> Excerpted text
## begin
Looking to improve the speed of one of my PyMEL functions

I have a PyMEL-function for converting a uv selection into a list containing each individual uv shell; it is a general-purpose function that I use for all sorts of things.
I have noticed that it’s not very fast though, so when there are too many uv shells around this function will stall - making other functions (further down the line) having to wait for it. Im hoping that maybe someone here on the forums could provide a little bit of feedback - maybe even a solution to this problem.

import pymel.core as pm

# Returns list with each shell in it
def convertToShell():
    
    listFinal = []
    
    # Store coords and check count
    selCoords = pm.filterExpand(selectionMask=35) # Poly UV's
    uvRemain = uvCount = len(selCoords)
    
    # Progress window
    pm.progressWindow(
        isInterruptable=True,  
        maxValue=uvCount, 
        progress=0, 
        status="Pre-processing UV shells", 
        title="Pre-processing UV shells" 
    )
    
    # Do for every shell
    while uvRemain != 0:
        
        # Break if cancelled by user
        if pm.progressWindow(query=True, isCancelled=True) == True:
            pm.warning("Interupted by user")
## end
> Pointing and labeling entries
## begin
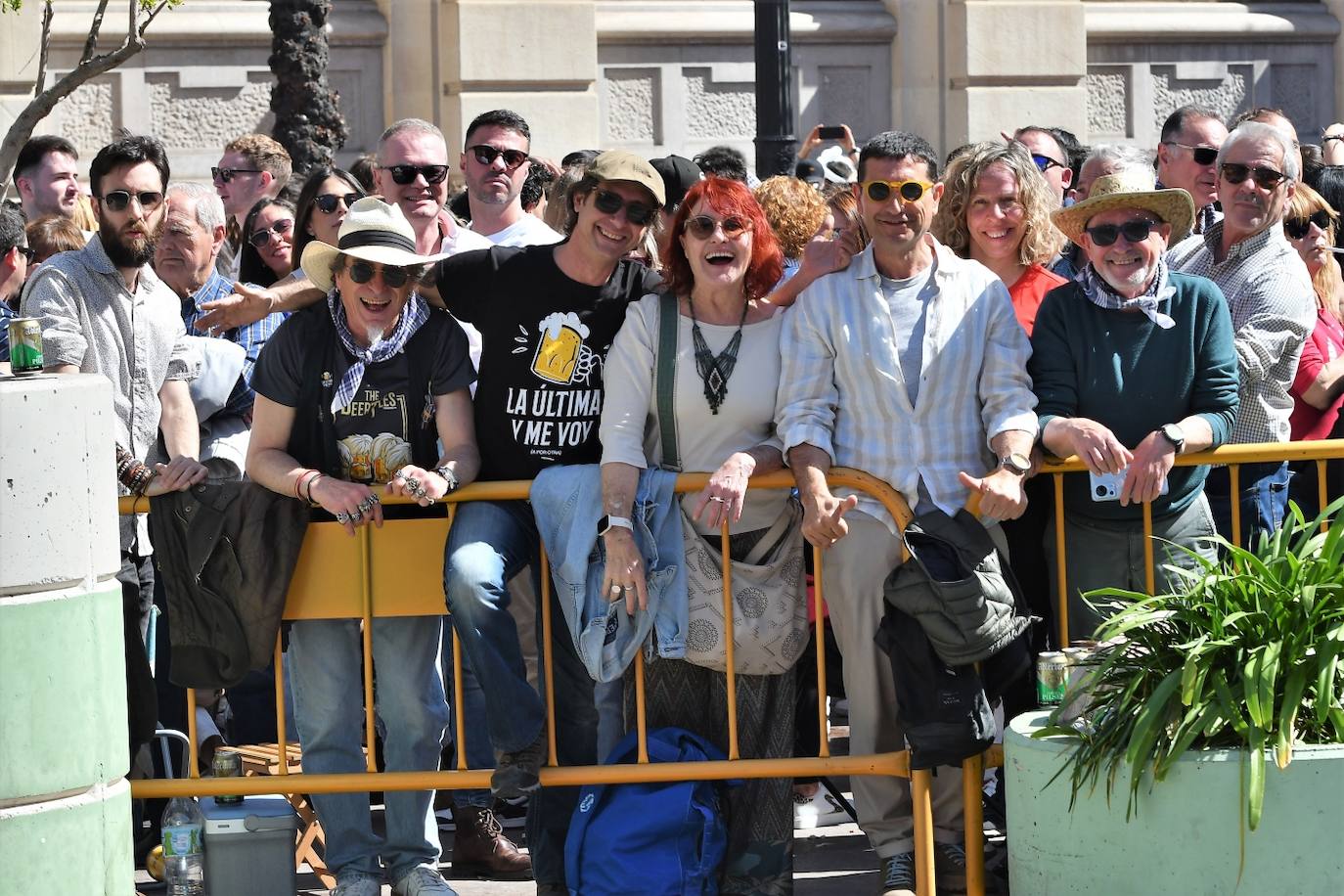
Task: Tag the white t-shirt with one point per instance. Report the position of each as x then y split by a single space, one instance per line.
527 230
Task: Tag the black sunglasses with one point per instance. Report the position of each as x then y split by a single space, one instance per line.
487 155
1298 227
1135 231
326 203
119 199
1264 177
1045 162
1202 155
912 191
406 173
225 175
392 277
262 237
610 203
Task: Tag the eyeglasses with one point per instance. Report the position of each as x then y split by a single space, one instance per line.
703 226
1046 162
1202 155
406 173
910 191
262 237
1264 177
326 203
225 175
610 203
1133 231
119 199
1298 227
392 277
487 155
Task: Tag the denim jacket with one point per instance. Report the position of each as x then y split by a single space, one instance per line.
567 504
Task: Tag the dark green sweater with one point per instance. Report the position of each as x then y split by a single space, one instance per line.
1132 377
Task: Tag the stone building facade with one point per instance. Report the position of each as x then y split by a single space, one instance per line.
676 75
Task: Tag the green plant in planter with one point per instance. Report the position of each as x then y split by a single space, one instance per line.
1246 654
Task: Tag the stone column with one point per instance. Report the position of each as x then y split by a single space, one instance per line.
65 803
963 70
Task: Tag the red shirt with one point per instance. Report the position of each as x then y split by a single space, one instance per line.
1324 344
1028 291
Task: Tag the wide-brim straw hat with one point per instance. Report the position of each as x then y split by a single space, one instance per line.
374 231
1131 188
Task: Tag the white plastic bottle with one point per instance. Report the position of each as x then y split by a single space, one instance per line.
184 859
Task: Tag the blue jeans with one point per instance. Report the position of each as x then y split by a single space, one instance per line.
328 700
1264 499
489 544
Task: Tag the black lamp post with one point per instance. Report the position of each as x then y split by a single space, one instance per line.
776 143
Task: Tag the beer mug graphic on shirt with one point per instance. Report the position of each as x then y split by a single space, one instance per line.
560 348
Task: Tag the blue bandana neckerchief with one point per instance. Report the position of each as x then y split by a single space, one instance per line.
1099 293
410 320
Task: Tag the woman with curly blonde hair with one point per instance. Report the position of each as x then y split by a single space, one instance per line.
996 209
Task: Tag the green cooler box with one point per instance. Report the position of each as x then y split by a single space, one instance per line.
250 846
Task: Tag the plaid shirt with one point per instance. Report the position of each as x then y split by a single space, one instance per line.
1273 306
251 337
841 387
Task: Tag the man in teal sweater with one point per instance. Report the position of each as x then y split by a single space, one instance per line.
1132 364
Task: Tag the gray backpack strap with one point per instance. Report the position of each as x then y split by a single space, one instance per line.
665 383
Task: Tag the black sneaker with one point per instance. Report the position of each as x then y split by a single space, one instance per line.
517 771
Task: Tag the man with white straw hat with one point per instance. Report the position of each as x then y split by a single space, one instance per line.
1132 364
354 396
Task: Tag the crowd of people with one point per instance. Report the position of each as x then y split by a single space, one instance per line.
942 324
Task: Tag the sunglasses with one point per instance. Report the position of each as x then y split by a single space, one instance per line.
1264 177
610 203
225 175
1298 227
327 203
703 226
406 173
487 155
910 191
262 237
1202 155
392 277
1133 231
119 199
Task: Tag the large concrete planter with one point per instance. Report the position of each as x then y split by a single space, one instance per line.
1185 837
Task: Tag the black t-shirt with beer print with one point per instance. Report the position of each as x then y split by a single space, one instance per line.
545 340
374 431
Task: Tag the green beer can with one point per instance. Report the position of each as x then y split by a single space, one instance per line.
24 345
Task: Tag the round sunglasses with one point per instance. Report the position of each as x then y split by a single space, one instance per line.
1298 227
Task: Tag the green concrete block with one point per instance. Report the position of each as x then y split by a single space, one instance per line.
62 692
1185 837
72 846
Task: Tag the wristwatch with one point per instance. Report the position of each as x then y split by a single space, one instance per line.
609 522
1174 434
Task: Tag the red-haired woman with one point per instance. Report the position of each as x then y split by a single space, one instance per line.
722 261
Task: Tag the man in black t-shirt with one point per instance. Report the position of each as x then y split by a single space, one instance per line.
547 316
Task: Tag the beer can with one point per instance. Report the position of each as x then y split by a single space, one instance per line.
227 763
24 345
1052 679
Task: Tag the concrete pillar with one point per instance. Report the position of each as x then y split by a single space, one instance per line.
963 70
65 803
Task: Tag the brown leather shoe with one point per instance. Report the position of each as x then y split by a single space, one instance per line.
481 849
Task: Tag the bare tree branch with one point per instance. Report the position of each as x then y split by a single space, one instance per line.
94 27
45 45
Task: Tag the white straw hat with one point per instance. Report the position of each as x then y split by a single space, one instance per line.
373 231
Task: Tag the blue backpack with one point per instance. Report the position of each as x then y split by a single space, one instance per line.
663 838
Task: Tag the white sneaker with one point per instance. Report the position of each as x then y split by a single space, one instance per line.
818 810
424 880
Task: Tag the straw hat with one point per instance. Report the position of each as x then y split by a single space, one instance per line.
1131 188
374 231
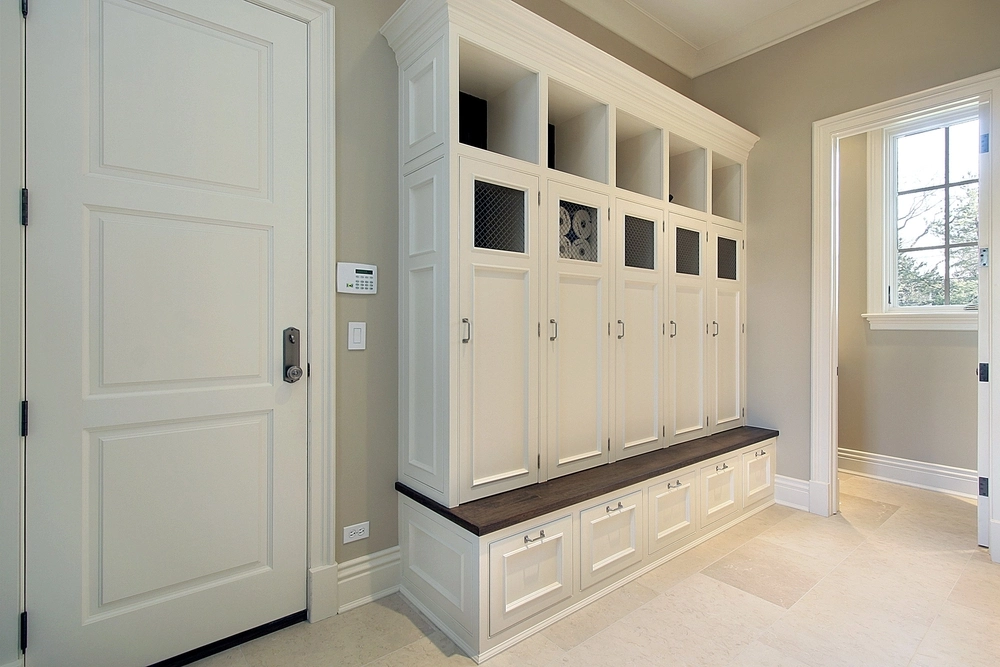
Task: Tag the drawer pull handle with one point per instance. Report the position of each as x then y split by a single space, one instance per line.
529 540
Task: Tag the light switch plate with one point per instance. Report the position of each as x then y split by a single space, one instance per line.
357 335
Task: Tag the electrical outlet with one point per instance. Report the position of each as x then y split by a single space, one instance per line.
358 531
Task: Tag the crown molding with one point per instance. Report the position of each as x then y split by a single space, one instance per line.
518 30
653 36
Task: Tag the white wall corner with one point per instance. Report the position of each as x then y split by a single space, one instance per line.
791 492
322 592
819 498
932 476
368 578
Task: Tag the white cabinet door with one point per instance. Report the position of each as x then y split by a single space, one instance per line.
673 513
639 425
530 572
610 538
166 487
758 474
726 309
720 490
497 329
687 301
576 329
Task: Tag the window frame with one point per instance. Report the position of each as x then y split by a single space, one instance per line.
882 223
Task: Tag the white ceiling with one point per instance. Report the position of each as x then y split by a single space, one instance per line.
697 36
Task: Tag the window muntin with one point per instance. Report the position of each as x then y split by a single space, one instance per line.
934 211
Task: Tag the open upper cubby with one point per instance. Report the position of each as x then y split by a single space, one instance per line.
498 103
639 155
578 133
727 188
687 184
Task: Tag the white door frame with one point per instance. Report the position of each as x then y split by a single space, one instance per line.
319 18
825 263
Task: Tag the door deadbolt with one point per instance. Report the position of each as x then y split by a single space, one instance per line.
293 370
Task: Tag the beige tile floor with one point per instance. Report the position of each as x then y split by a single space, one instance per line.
895 579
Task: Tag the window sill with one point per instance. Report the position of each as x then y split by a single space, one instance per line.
954 321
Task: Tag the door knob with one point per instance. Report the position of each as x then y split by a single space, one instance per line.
293 369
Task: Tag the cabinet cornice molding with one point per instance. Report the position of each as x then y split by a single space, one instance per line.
519 30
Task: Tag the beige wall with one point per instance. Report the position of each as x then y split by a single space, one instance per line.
885 50
909 394
367 225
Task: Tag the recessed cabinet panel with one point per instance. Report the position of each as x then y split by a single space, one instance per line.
425 102
639 330
610 538
498 340
672 510
758 474
530 572
686 330
575 331
727 327
720 490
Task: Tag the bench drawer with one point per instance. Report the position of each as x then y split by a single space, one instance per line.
672 510
610 538
530 572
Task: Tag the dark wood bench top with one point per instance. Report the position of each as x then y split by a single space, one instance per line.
488 515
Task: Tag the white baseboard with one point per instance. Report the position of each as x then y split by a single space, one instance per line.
368 578
791 492
932 476
819 498
321 593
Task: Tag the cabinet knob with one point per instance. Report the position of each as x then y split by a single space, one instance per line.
530 540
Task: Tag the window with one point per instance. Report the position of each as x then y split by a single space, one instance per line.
924 222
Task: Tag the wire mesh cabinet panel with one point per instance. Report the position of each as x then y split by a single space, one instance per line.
578 410
686 329
639 279
726 307
498 316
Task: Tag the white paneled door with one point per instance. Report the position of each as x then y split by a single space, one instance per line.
166 253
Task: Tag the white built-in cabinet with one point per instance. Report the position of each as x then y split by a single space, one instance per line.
566 282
## end
> Problems to solve
a - Starting with the line containing "Task: Tag the white built-in" and going on through the end of the records, write those lines out again with the requests included, shifting every coordinate in the answers up by 19.
b - Continue the PyMEL forum post about speeding up the UV shell function from the point where it stops.
The records bear no relation to the PyMEL forum post.

> Answers
a -
Task: Tag the white built-in cabinet with one point per instance. Report the position of each as x then y split by a single space, one instance per line.
585 301

b -
            break
        
        # Edit the progress window
        pm.progressWindow(
            edit=True, 
                progress=(uvCount - uvRemain),
                status=("Pre-processing shells.
%s UVs left")%uvRemain
        )
    
        # Select the first and current coord of selCoords
        pm.select(selCoords[0], replace=True)
        
        # Expand selection to entire shell and store
        pm.polySelectConstraint(type=0x0010, shell=True, border=False, mode=2)
        pm.polySelectConstraint(shell=False, border=False, mode=0)
        selShell = pm.ls(selection=True, flatten=True)
        
        # Go back to original single-UV selection (replace)
        pm.select(selCoords, replace=True)
        
        # Reduce that selection by deselecting previous shell
        pm.select(selShell, deselect=True)
        selCoords = pm.ls(selection=True, flatten=True)
        
        # Recalculate number of UVs left
        uvRemain = len(selCoords)
        
        # Add shell to list
        listFinal.append(selShell)
        pm.select(clear=True)
        
    # Close progress window
    pm.progressWindow(endProgress=True)
    
    # Return shell list
    return listFinal

I know what is taking so long: selections. I’ve been told by more experienced programmers that the select-command is slow, and that it’s always better to work on the raw data instead of working with selections and reading data on the fly.
But I know of no other way for collecting UV shells than this. There’s probably some super-speedy Maya API way of getting all the UV shells but C++ isn’t in my skills-toolbox :frowning:

Any advice?


import pymel.all as pm

def get_selected_uv_shells():
    sel = pm.selected(o = True)[0]
    selected_uvs = set(uv for uv in pm.selected() if isinstance(uv, pm.MeshUV))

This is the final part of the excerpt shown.